--- Start DOCUMENT EXTRACT ---
Hi!
Today the next search for Gravitational Waves has been launched on Einstein@Home. Scientifically it's similar to the previous "Multi-Directed serach" and will basically aim for the same targets (G374.3, CasA, VelaJr) but use the more sensitive data from LIGO's second observation run "O2".
Technically we will start this as a "CPU-only" run, and will continue to validate our GW GPU application with the results from the CPU versions.
There is a long weekend ahead in Germany where we have very limited resources for watching over this new run. So until Monday:
- only rather few workunits will be available
- validation will be started on Monday on the results that have been reported until then
- no GPU App versions (on top of the problem that is fixed in the 1.09 O2AS App version we found another possible one in the code that certainly won't affect O2AS calculation, but might O2MD1 - we need to check this first)
BM
Copyright © 2024 Einstein@Home. All rights reserved.
Update:- the possible
)
Update:
- Validation has started and looks good so far.
- The possible problem in the GPU app code will affect the O2MD1 results, so we'll need to develop a fix or workaround and build new App binaries.
- Most of the client errors we got back so far originate from the old 'compatibility' Linux Apps running on new (libc >= glibc 2.15) systems, producing a segfaut. As the libc version is something we can't automatically detect before running an app, for this case we added a project-specific preference ("Run Linux app versions built with LIBC 2.15"). However, you manually had to opt-in for that to work. This was ok as long as the hosts with newer libcs were a rare minority. But now they aren't anymore. Furthermore the GW search is still the most demanding of our searches in terms of memory and computation time, such that older hosts (that would run older Linux systems) can hardly finish these workunits within the deadline. So bottom line: we'll drop compatibility for pre-libc 2.15 Linux hosts in O2MD1 alltogether, and make the "LIBC215" Linux app the only Linux App. People that run older Linux systems and have trouble with the new Apps (segfaults etc.) should de-select the "O2MD1" application. FGRP5 (Gamma-Ray pulsar search) will still run on their machines.
BM
Another update: There are
)
--- End DOCUMENT EXTRACT ---
[WHAT YOU WILL DO]
• A. Report each line of the listing that contains the string "vehicle", treating uppercase and lowercase as different.
• B. Continue the Einstein@Home post from the point where it stops.
The Einstein@Home post and the listing come from unrelated sources.
--- Start ROWS ---
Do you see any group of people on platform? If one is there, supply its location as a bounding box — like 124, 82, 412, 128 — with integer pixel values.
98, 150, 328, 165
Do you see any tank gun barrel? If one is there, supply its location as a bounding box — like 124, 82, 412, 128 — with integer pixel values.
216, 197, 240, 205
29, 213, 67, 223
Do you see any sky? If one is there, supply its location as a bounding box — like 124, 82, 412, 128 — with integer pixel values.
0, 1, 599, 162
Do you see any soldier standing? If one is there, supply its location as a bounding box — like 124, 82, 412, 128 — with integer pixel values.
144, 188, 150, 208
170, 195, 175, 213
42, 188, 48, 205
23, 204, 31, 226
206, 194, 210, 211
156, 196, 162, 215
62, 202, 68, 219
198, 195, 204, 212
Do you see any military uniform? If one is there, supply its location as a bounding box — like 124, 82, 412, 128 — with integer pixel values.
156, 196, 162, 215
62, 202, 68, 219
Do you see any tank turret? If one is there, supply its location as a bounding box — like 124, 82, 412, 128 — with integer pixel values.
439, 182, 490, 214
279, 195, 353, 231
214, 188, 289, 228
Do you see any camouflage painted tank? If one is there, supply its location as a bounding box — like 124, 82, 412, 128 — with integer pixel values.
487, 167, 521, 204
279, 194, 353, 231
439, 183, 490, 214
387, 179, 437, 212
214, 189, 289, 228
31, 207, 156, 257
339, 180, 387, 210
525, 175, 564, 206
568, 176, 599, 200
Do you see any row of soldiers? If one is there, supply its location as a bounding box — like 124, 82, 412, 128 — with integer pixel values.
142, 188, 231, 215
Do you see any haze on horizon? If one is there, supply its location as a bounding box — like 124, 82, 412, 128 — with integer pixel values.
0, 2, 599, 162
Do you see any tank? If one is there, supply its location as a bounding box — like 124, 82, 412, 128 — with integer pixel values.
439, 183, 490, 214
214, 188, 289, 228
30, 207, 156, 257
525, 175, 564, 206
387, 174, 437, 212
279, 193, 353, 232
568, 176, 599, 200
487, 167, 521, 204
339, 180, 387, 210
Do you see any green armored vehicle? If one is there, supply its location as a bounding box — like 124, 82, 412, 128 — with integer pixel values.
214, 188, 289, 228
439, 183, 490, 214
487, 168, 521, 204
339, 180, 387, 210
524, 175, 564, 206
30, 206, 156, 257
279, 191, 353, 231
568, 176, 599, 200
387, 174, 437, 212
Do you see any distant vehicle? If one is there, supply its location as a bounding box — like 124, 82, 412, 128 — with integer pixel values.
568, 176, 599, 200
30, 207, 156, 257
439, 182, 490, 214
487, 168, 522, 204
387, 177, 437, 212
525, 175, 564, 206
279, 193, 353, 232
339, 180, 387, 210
--- End ROWS ---
[TASK RESPONSES]
• A.
Do you see any green armored vehicle? If one is there, supply its location as a bounding box — like 124, 82, 412, 128 — with integer pixel values.
Do you see any distant vehicle? If one is there, supply its location as a bounding box — like 124, 82, 412, 128 — with integer pixel values.

• B.
Another update:
There are now GPU App versions for O2MD1. Preliminary tests show that the speedup compared to CPU versions is even larger in O2MD1 than it was in O2AS. Internal tests show pretty good validation, but can't cover more than a few data points (workunits).
BM
Bernd Machenschalk
)
Have the GPU versions been released to the general community? If so I am not seeing them.
We found a problem in the app
)
We found a problem in the app code that will negatively impact the sensitivity of the search. We will re-start that run with new apps shortly.
BM
BTW: GPU app version will
)
BTW: GPU app version will remain 'beta test' versions until further notice.
BM
Bernd Machenschalk wrote:We
)
So I should abort any pending O2MD tasks since they won't produce any science?
Bernd Machenschalk wrote:...
)
Does this mean that crunch times are likely to increase if the next app does a more sensitive search?
Do the large data files remain unchanged or do the existing ones need to be scrapped?
Thanks.
Cheers,
Gary.
Our internal test showed a
)
Our internal test showed a runtime increase by about 20% (both CPU and GPU). We will use the same data files, only the application will change.
BM
A number of mine over the
)
A number of mine over the weekend took a very long time to execute and then failed outright. I also aborted one this morning because it was still at 2% after 6 hours. Don't know if they are the CPU or GPU versions. One did validate which had "GWnew" in the name.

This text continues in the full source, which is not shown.